[Problem]: As the answer, give a copy of each line below that includes the word "window".

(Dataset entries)
════════
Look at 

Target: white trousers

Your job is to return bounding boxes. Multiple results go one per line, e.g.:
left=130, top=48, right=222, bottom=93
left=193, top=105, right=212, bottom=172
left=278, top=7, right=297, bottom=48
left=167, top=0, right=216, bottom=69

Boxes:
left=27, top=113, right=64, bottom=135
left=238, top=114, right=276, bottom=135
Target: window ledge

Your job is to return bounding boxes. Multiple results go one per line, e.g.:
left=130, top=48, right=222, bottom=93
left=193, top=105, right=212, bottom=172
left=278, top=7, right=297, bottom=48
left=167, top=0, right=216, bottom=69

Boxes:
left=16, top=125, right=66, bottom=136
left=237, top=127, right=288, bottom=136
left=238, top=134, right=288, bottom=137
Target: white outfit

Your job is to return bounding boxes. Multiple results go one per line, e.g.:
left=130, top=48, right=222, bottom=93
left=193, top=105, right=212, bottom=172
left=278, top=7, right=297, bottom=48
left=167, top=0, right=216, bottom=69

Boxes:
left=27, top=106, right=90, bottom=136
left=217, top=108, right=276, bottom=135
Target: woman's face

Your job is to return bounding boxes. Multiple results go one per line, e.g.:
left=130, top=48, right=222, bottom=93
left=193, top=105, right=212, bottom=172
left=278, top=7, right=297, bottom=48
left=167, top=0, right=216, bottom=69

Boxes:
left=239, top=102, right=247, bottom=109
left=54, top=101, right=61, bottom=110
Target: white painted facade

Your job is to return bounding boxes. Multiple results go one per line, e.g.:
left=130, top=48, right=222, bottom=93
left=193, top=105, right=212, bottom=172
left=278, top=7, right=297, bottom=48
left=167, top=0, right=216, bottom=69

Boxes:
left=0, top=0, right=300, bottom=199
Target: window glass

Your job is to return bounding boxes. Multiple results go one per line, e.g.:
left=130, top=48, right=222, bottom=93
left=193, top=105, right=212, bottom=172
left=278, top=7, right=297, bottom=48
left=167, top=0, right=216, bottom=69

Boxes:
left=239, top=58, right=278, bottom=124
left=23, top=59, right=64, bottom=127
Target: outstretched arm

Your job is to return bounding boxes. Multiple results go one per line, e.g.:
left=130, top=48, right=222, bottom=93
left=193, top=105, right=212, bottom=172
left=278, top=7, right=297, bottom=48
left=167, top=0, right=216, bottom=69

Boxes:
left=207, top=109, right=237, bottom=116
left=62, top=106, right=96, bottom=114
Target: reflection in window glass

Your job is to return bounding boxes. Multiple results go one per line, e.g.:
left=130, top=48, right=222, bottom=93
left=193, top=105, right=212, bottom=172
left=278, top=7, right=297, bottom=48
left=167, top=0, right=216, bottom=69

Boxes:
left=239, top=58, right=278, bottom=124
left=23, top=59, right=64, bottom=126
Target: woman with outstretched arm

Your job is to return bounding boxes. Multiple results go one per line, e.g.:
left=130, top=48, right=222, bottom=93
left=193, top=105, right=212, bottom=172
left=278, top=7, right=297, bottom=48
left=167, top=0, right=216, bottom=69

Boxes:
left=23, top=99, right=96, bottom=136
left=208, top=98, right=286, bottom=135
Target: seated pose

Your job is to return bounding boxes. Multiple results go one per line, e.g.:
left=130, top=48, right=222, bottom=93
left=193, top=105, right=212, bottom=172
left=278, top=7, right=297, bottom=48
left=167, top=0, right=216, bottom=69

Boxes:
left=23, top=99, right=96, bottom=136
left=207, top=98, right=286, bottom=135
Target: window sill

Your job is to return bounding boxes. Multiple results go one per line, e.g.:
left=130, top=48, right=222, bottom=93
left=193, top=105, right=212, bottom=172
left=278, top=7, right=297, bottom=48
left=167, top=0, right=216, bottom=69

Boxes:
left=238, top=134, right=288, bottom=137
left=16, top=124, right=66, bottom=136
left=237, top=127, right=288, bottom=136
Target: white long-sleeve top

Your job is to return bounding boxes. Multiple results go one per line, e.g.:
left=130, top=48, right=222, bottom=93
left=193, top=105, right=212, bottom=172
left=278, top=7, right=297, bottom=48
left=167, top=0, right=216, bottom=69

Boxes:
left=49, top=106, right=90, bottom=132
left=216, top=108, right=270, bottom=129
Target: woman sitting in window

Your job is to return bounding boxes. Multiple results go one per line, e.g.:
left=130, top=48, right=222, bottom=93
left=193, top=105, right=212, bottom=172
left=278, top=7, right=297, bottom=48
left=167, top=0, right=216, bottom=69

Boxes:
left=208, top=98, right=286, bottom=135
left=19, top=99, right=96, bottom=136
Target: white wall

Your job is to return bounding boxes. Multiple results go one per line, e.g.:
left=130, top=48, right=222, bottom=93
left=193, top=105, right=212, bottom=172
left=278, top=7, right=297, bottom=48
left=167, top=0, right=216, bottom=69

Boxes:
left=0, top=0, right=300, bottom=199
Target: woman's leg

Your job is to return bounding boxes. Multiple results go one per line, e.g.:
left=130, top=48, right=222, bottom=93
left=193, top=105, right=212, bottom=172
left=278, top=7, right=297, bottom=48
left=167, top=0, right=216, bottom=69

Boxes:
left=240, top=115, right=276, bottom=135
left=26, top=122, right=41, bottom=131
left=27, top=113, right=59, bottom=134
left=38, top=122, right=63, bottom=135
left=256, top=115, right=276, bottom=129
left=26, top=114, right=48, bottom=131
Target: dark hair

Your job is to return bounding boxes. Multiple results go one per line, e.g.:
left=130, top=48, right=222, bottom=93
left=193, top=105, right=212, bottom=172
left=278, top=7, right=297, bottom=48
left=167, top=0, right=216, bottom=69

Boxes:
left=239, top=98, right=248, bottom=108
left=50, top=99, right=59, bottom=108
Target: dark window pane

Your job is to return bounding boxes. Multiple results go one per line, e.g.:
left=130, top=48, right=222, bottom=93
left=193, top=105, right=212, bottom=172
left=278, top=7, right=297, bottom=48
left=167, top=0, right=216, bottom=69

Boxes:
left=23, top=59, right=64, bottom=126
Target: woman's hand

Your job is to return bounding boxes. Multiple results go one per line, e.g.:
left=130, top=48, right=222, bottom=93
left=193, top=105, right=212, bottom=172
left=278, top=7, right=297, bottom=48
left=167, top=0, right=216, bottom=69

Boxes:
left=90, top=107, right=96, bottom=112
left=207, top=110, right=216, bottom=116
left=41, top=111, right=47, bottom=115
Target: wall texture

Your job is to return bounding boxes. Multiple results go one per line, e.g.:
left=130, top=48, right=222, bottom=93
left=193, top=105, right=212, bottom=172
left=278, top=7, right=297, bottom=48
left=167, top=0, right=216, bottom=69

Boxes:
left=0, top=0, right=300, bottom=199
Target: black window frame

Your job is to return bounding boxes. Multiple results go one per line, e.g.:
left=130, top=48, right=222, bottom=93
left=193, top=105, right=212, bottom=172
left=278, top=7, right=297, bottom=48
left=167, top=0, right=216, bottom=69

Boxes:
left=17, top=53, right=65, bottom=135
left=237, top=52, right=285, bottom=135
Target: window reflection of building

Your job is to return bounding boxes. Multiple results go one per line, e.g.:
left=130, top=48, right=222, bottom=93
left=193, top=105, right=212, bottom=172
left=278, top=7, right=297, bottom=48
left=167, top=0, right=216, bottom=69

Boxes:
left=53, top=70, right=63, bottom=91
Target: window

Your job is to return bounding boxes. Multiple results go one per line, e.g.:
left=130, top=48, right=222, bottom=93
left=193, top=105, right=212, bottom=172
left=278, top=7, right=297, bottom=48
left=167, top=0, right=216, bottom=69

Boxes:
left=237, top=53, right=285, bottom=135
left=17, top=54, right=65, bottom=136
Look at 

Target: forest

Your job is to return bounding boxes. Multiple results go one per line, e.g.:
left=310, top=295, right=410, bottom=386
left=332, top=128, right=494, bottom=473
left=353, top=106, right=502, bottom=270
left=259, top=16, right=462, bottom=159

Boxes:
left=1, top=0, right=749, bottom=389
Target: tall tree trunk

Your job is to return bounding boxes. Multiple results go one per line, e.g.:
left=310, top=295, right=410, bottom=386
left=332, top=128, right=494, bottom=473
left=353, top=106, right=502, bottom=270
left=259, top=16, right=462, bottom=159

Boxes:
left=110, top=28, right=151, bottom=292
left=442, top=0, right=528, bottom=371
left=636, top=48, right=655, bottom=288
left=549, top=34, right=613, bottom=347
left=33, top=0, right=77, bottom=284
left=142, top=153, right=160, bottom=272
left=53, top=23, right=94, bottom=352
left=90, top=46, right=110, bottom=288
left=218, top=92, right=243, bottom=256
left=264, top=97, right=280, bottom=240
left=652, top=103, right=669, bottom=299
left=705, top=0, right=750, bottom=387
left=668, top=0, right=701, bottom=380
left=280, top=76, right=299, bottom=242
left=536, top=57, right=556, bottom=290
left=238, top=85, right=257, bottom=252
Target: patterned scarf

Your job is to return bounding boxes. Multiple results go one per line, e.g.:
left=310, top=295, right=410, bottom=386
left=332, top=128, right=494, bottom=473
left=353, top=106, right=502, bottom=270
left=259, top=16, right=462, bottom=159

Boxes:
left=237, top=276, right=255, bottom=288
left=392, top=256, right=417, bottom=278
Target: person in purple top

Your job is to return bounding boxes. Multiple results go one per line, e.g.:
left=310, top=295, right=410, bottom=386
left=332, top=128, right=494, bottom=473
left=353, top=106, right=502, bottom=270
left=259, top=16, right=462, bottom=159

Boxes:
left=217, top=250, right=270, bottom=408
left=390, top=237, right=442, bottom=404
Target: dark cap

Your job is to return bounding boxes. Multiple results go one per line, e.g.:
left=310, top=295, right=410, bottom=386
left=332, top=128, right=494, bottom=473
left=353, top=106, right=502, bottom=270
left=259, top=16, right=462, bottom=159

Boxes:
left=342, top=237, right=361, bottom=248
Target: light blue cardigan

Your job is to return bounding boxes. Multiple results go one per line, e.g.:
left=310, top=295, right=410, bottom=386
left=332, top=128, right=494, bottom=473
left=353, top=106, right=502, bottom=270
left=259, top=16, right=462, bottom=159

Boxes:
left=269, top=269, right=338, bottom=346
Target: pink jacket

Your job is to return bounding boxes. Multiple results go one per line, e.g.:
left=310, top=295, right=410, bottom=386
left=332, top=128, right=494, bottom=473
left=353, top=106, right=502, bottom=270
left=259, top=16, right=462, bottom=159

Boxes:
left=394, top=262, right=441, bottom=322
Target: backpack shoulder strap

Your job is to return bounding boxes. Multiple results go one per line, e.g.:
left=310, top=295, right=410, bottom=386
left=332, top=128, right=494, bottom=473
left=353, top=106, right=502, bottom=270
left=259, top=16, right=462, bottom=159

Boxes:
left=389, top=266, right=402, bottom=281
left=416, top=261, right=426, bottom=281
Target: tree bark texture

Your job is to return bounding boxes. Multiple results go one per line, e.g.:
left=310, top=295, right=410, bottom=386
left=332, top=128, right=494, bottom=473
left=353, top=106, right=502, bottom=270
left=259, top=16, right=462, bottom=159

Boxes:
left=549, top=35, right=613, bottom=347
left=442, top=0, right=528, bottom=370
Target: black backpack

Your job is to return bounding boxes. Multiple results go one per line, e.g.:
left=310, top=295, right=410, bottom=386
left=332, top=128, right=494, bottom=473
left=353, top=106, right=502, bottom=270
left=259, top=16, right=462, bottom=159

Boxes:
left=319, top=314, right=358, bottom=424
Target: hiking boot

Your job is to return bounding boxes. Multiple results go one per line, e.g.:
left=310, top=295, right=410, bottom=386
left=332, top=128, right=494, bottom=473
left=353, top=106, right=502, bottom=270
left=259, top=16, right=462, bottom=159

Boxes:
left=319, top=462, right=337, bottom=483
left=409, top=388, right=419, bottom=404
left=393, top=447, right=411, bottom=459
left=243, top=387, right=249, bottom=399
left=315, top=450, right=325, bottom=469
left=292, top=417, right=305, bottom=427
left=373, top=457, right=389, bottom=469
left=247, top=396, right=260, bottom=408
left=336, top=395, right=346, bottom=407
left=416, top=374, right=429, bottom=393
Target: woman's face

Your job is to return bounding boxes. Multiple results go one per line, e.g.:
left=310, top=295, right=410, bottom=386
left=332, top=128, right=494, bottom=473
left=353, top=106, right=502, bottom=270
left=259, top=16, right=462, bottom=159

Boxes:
════════
[Finished task]:
Target: window ledge
Target: window glass
Target: reflection in window glass
Target: window sill
Target: woman sitting in window
Target: dark window pane
Target: black window frame
Target: window reflection of building
Target: window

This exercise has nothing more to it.